### 文書本文
そんな時に、ヴァレーリイが軽井沢でレストランを持ちたいといって、私がお店を出すことになったわけです。1974年のことで、最初は小さい家を借りて始めました。店の名前は、長崎の父の喫茶店の名前と同じ「ウラル」にしました。
私は商売なんて知らないので、どうやって値段をつけていいのかわからず、最初は安くて、おいしくて、ボリュームいっぱいというので、ずいぶんお客さんが入りました。それでその後は、少しボリュームをおとしましたよ。とにかくとても忙しくて、体重が10キロも落ちたほどです。メニューはピクルス、ボルシチ、ピロシキ、ビーフストロガノフなどに、私のオリジナル料理で「ロシア・ハンバーグ」と名付けたものがありました。これは、チキンのハンバーグをトマトソースで煮込んだものです。とても人気がありました。うちの子どもたちの大好物です。
ピロシキは、シュウエツ家でお手伝いをしてくれていた「ちず子さん」が専属で作るんですが、これが私たちが作るよりも大変おいしいのです。「ちず子さん」は、亡くなったルダコフというロシア人からレシピを教わったのですから、本物の味なんですよ。

### 資料を読み解く
1) 「ウラル」の店についての本文で、メニューとして名前が挙がっている料理をすべて書き出してください。
2) 「ウラル」の店についての本文を、最後の文の続きから書き進めてください。

### データ資料
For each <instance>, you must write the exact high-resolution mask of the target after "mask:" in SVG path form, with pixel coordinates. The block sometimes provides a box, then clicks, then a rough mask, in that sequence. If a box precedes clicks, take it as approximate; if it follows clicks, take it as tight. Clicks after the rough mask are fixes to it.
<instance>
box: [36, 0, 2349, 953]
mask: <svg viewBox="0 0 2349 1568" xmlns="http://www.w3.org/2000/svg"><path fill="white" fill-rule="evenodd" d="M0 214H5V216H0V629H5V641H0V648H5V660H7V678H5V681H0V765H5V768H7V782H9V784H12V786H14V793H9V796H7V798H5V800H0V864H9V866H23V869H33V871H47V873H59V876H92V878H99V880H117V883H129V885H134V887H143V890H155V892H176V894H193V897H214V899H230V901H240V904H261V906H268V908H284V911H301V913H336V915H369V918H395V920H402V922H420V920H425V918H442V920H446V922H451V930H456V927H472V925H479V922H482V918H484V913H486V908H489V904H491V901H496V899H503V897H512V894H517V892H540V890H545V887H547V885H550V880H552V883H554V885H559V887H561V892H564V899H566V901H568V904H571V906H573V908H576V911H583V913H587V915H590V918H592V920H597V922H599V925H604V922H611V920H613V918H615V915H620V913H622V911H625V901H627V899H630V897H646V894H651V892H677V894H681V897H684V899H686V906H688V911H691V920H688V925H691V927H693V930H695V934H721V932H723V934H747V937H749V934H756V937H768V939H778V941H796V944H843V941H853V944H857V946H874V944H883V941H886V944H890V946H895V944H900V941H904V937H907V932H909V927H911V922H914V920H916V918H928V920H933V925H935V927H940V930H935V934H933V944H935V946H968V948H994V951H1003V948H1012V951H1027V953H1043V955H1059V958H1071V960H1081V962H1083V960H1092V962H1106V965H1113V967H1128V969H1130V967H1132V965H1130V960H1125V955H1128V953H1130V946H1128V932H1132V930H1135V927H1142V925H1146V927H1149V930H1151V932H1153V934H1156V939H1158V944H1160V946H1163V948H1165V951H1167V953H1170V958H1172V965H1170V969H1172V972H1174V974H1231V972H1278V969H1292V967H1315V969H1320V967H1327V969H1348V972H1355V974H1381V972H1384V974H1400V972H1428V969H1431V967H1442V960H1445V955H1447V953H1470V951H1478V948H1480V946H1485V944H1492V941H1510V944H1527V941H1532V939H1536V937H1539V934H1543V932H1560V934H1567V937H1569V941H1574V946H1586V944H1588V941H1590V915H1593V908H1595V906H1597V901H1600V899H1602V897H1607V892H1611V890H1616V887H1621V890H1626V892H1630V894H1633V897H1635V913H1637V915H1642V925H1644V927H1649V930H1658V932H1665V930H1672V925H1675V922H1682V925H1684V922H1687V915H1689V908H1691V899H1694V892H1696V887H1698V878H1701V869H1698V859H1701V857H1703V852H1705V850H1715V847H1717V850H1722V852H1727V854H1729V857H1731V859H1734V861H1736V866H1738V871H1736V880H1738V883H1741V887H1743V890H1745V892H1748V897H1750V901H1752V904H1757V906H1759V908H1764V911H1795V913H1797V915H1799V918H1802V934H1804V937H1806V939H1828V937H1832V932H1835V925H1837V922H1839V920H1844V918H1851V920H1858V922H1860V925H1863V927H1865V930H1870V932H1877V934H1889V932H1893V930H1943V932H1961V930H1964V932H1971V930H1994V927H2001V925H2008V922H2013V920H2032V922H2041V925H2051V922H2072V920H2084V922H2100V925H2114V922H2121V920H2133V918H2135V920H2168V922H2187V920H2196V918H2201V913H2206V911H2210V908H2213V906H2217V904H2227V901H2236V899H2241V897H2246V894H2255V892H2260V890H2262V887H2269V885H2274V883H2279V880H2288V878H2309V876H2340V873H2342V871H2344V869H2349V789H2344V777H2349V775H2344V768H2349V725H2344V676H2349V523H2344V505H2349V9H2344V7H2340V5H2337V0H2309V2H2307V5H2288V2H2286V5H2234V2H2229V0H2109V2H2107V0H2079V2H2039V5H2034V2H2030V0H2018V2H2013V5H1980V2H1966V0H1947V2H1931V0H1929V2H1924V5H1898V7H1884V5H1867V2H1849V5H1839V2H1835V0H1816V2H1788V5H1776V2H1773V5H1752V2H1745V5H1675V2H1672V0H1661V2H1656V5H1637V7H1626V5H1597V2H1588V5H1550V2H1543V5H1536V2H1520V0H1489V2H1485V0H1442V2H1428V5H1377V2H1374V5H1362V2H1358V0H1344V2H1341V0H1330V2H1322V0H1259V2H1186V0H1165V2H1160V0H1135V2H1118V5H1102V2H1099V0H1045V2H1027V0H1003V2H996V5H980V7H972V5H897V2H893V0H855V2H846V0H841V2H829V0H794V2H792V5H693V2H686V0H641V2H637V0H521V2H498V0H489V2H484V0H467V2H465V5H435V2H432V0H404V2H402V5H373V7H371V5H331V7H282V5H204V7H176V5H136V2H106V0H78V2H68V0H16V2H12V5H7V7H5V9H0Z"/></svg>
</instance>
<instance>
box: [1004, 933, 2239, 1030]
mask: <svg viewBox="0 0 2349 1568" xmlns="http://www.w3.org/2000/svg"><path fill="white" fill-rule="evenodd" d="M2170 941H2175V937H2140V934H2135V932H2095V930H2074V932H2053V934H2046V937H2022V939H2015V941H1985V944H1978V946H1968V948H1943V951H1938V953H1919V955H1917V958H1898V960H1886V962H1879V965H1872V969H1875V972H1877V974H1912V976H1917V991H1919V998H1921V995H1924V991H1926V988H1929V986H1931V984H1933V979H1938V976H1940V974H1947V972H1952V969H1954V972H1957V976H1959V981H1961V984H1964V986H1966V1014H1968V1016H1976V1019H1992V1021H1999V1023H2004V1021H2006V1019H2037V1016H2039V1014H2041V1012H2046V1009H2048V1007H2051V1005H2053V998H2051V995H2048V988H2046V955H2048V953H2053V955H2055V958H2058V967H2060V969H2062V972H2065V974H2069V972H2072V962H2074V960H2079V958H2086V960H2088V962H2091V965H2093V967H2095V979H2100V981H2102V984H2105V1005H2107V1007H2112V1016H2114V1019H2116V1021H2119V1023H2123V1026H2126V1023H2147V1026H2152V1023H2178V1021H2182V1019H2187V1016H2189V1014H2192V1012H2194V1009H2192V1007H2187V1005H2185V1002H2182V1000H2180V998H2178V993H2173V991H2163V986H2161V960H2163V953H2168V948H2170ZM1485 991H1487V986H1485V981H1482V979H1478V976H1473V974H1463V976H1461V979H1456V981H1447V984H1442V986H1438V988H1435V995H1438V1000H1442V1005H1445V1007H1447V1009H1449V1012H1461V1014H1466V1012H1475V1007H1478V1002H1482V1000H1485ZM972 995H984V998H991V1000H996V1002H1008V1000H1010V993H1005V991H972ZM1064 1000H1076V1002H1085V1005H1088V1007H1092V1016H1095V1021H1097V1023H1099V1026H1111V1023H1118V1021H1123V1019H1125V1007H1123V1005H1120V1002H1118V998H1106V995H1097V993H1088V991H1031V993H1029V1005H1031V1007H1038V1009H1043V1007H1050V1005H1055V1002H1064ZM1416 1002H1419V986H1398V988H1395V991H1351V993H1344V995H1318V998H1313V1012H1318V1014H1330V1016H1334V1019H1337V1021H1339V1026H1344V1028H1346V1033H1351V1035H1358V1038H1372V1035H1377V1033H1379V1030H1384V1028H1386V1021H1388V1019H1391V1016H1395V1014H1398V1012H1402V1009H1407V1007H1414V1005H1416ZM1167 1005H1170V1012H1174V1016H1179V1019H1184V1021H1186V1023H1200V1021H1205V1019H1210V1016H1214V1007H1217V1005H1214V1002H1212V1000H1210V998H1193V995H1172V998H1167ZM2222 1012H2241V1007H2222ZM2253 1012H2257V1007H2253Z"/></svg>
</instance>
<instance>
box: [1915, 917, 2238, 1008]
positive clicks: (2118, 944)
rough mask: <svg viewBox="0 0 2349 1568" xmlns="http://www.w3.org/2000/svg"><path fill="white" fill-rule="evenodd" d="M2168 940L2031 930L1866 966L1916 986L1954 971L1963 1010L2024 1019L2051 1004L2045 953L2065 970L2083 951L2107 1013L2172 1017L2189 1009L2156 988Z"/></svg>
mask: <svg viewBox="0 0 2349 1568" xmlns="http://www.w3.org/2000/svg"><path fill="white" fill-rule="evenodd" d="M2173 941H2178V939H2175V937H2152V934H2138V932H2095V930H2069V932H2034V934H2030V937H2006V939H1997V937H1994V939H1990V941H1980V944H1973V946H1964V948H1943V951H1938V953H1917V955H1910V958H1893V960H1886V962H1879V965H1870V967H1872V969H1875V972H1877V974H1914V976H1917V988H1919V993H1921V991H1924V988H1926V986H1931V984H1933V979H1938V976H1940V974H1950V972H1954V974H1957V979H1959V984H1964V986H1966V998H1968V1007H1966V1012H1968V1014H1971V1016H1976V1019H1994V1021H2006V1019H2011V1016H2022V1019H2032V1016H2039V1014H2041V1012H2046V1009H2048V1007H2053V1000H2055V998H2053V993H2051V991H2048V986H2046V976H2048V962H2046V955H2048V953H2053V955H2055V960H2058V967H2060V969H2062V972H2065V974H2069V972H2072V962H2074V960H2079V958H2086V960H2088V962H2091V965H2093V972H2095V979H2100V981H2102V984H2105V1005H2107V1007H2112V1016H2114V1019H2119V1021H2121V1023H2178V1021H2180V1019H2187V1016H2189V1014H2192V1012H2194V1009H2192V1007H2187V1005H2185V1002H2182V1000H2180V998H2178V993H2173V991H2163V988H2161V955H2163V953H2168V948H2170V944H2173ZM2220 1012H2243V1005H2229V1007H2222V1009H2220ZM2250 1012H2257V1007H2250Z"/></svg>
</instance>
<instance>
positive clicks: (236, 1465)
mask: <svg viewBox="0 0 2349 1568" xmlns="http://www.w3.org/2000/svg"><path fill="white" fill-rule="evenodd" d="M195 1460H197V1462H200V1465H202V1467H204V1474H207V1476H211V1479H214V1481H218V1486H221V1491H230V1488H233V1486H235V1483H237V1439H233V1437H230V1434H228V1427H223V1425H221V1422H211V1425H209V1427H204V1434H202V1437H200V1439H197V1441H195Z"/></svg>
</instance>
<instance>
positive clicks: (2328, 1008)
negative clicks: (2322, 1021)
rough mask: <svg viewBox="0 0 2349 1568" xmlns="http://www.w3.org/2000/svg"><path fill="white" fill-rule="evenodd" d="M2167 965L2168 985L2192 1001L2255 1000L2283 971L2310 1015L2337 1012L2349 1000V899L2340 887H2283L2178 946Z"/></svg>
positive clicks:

### 解答一覧
1) ピクルス、ボルシチ、ピロシキ、ビーフストロガノフ、ロシア・ハンバーグ

2)
その後大きい別荘にお店を移して、夏だけですが、結局13年ぐらい軽井沢でレストランを続けました。軽井沢のお店をやめてから、東京でも家の隣に同じく「ウラル」という店を出して、7年ほど続けましたが、自分の時間が全くないので、大変でしたね。義母のゾーヤの介護も、私が全部みましたし。厳しくて、潔癖性の姑でしたが、寝たきりになってから、下の世話までしたときには、心から感謝してくれました。ゾーヤは1984年に亡くなりました。6. 夫ヴァレーリイとその死
ヴァレーリイは、娘たちをとても可愛がっていました。彼女たちが遊びに出かけて、遅くなったりすると、悪い人がいるから気を付けなくてはなど、とても心配するんです。それで、「あなたが若いころ、よほど悪いことをしたから、そんなことを言うのね」なんて、冗談を言ったものです。
主人はちょっと口が悪いところがありましたが、話がおもしろくて、バカがつくほどのお人好しでしたね。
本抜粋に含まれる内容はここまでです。